→ **Stored data**:
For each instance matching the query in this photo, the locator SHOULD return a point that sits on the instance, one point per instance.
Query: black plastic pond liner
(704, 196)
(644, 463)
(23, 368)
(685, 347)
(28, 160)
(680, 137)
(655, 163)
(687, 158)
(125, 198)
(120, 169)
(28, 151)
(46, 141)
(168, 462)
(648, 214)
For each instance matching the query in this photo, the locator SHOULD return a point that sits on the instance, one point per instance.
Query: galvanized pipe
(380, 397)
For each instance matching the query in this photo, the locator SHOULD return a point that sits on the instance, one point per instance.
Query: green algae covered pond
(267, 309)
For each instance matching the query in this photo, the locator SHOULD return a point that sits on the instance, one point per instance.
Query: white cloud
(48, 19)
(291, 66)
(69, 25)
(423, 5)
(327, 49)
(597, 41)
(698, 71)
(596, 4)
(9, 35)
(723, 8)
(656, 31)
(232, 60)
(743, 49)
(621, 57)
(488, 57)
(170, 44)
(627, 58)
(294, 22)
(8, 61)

→ **Exercise objective**: Transcribe exactly the line containing "Query: green algae covered pond" along with all later lines of the material, through its last line. Add nothing.

→ **Solved problem**:
Query: green algae covered pond
(267, 309)
For each instance matching the query in this photo, the locator SHOULD return a point that sits on the instance, one point per instance.
Query: white cloud
(48, 19)
(291, 66)
(69, 25)
(423, 5)
(327, 49)
(597, 41)
(698, 71)
(596, 4)
(9, 35)
(723, 8)
(656, 31)
(232, 60)
(743, 49)
(621, 57)
(488, 57)
(170, 44)
(627, 58)
(294, 22)
(8, 61)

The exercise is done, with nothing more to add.